◆ Set task A ◆
Say whether each statement below agrees with the passage on early Christian secrecy. Answer yes or no for each, quoting the exact words of the text that decide it.
(i) The early Christians assembled in the night.
(ii) The ceremonies described were more like those of Greece than those of the Christians.
(iii) According to Clemens of Alexandria, the discipline of the secret was the concealment of certain tenets and ceremonies.

◆ Document ◆

.....

They had the ceremony of laying on of hands, by way of purification; and that of the mystic banquet, emblem of that to which they believed the Heavenly Wisdom would one day admit them, in the fullness of things [Πλήρωμα].

Their ceremonies were much more like those of the Christians than those of Greece; but they mingled with them much that was borrowed from the Orient and Egypt: and taught the primitive truths, mixed with a multitude of fantastic errors and fictions.

The discipline of the secret was the concealment (occultatio) of certain tenets and ceremonies. So says Clemens of Alexandria.

To avoid persecution, the early Christians were compelled to use great precaution, and to hold meetings of the Faithful [of the Household of Faith] in private places, under concealment by darkness. They assembled in the night, and they guarded against the intrusion of false brethren and profane persons, spies who might cause their arrest. They conversed together figuratively, and by the use of symbols, lest cowans and eavesdroppers might overhear: and there existed among them a favored class, or Order, who were initiated into certain Mysteries which they were bound by solemn promise not to disclose, or even converse about, except with such as had received them under the same sanction. They were called Brethren, the Faithful, Stewards of the Mysteries, Superintendents, Devotees of the Secret, and ARCHITECTS.

.....

◆ Set task B ◆
Please put the lines of the records into a Markdown table with the columns Row and Line. Start at the line with "Label each instance of the paving", go up to and including the line with "column 664, row 287", and leave out blank lines.

.....

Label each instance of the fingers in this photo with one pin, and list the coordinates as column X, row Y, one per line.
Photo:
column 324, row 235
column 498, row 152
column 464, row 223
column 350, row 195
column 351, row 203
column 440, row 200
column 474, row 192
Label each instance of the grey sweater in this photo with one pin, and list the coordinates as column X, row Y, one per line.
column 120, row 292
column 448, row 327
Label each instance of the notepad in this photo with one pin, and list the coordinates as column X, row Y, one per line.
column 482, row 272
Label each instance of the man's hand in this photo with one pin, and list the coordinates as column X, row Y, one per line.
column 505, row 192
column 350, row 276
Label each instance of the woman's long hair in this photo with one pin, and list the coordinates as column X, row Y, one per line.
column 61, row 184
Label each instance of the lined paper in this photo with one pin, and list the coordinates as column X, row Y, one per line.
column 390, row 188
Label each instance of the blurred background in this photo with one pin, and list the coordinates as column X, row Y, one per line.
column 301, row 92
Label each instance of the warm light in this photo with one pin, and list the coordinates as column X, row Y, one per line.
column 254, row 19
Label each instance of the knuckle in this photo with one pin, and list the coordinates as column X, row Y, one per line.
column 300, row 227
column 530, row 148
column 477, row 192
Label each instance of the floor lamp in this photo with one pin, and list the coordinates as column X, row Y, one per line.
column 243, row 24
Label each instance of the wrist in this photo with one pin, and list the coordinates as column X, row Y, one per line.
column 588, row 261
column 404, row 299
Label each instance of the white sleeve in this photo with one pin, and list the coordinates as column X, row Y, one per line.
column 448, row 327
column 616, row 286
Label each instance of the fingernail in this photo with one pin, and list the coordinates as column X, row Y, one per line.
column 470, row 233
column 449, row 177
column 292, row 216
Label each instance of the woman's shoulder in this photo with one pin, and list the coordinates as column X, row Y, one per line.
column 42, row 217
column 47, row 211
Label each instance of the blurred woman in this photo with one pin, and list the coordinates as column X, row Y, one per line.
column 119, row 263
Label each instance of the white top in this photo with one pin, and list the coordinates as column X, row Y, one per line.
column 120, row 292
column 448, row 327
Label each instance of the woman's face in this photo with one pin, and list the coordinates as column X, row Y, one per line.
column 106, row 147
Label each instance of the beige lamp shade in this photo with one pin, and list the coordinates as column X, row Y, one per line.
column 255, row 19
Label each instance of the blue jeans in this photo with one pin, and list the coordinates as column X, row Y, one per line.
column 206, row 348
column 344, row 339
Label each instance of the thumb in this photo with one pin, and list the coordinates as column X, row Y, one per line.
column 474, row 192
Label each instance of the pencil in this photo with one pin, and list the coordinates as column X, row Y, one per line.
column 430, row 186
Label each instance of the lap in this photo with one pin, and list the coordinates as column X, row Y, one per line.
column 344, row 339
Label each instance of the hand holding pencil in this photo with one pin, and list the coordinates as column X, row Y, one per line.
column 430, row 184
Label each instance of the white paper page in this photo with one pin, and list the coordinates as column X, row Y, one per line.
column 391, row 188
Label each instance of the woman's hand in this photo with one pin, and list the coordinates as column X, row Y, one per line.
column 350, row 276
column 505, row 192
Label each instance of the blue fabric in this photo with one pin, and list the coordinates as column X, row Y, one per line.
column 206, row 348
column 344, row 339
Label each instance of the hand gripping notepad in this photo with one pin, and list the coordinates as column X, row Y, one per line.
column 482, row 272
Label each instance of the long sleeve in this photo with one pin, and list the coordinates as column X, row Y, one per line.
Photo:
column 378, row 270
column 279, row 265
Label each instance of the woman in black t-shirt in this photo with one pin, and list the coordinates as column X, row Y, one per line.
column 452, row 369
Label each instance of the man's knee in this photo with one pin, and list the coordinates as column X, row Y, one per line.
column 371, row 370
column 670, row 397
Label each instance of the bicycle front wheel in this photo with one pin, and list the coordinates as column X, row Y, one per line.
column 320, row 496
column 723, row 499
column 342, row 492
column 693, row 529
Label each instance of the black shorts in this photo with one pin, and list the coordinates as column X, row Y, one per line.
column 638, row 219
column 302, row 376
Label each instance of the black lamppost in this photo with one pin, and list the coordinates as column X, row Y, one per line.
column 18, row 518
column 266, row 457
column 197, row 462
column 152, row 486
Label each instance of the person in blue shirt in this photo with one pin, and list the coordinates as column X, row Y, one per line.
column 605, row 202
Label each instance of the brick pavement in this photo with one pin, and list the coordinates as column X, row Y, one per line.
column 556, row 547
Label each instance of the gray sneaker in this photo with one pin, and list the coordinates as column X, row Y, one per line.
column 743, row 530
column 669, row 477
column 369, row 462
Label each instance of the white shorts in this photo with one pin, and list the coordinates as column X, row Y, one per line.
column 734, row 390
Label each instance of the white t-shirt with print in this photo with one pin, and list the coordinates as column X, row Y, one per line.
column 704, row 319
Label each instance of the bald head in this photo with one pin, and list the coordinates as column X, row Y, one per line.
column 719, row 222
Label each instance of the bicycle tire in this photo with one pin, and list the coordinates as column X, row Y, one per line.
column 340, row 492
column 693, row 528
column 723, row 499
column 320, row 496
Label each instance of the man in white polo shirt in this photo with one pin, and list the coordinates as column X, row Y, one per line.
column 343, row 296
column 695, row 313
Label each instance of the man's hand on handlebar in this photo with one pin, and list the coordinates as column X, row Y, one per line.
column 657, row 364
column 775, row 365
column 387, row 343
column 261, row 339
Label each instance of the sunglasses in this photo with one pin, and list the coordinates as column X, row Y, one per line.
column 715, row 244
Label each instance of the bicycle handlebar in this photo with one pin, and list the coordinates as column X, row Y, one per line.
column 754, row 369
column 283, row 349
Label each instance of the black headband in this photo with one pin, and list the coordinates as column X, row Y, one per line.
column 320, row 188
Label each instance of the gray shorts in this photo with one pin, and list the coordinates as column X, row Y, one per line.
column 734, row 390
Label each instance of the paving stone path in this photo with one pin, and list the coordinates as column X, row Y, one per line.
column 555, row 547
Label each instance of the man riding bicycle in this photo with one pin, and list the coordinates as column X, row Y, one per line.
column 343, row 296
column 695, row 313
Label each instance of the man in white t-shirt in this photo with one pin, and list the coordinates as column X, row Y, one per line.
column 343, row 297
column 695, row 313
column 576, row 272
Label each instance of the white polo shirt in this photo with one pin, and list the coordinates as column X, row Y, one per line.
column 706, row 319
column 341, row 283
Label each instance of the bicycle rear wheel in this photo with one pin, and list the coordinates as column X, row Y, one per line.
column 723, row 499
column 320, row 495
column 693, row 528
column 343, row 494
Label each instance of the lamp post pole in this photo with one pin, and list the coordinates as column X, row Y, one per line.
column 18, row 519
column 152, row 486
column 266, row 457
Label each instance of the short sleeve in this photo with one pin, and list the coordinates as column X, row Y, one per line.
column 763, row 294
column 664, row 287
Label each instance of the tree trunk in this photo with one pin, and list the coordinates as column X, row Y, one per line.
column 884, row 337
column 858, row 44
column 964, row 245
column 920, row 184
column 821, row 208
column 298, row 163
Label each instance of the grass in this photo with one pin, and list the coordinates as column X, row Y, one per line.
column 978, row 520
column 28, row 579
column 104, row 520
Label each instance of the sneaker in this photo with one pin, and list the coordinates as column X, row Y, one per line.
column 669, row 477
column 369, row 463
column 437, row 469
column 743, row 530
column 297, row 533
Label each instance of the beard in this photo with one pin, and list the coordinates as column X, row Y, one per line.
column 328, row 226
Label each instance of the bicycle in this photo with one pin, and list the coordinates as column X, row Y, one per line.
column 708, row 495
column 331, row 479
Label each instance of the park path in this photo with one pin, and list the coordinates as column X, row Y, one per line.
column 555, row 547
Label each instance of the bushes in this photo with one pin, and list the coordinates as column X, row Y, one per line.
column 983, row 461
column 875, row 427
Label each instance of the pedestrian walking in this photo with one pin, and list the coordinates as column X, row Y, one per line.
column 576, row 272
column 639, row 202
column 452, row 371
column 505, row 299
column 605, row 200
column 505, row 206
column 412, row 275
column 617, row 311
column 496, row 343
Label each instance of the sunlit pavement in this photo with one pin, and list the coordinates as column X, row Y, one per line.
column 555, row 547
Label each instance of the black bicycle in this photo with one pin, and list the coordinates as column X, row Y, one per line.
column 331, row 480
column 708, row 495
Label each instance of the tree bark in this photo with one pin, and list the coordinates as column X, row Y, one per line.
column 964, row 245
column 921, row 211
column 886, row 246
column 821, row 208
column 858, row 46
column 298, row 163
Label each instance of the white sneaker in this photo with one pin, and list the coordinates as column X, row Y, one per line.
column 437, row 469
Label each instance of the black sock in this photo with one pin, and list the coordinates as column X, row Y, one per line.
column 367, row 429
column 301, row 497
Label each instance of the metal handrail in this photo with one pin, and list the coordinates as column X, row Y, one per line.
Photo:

.....

◆ Full response A ◆
(i) Yes: "They assembled in the night"
(ii) No: "Their ceremonies were much more like those of the Christians than those of Greece"
(iii) Yes: "The discipline of the secret was the concealment (occultatio) of certain tenets and ceremonies. So says Clemens of Alexandria."

◆ Full response B ◆
| Row | Line |
|---|---|
| 1 | Label each instance of the paving stone path in this photo with one pin, and list the coordinates as column X, row Y, one per line. |
| 2 | column 555, row 547 |
| 3 | Label each instance of the man riding bicycle in this photo with one pin, and list the coordinates as column X, row Y, one per line. |
| 4 | column 343, row 296 |
| 5 | column 695, row 313 |
| 6 | Label each instance of the man in white t-shirt in this photo with one pin, and list the coordinates as column X, row Y, one per line. |
| 7 | column 343, row 297 |
| 8 | column 695, row 313 |
| 9 | column 576, row 272 |
| 10 | Label each instance of the white polo shirt in this photo with one pin, and list the coordinates as column X, row Y, one per line. |
| 11 | column 706, row 319 |
| 12 | column 341, row 283 |
| 13 | Label each instance of the bicycle rear wheel in this photo with one pin, and list the coordinates as column X, row Y, one per line. |
| 14 | column 723, row 499 |
| 15 | column 320, row 495 |
| 16 | column 693, row 528 |
| 17 | column 343, row 494 |
| 18 | Label each instance of the lamp post pole in this photo with one pin, and list the coordinates as column X, row Y, one per line. |
| 19 | column 18, row 519 |
| 20 | column 152, row 486 |
| 21 | column 266, row 457 |
| 22 | Label each instance of the short sleeve in this photo with one pin, and list the coordinates as column X, row Y, one per line. |
| 23 | column 763, row 294 |
| 24 | column 664, row 287 |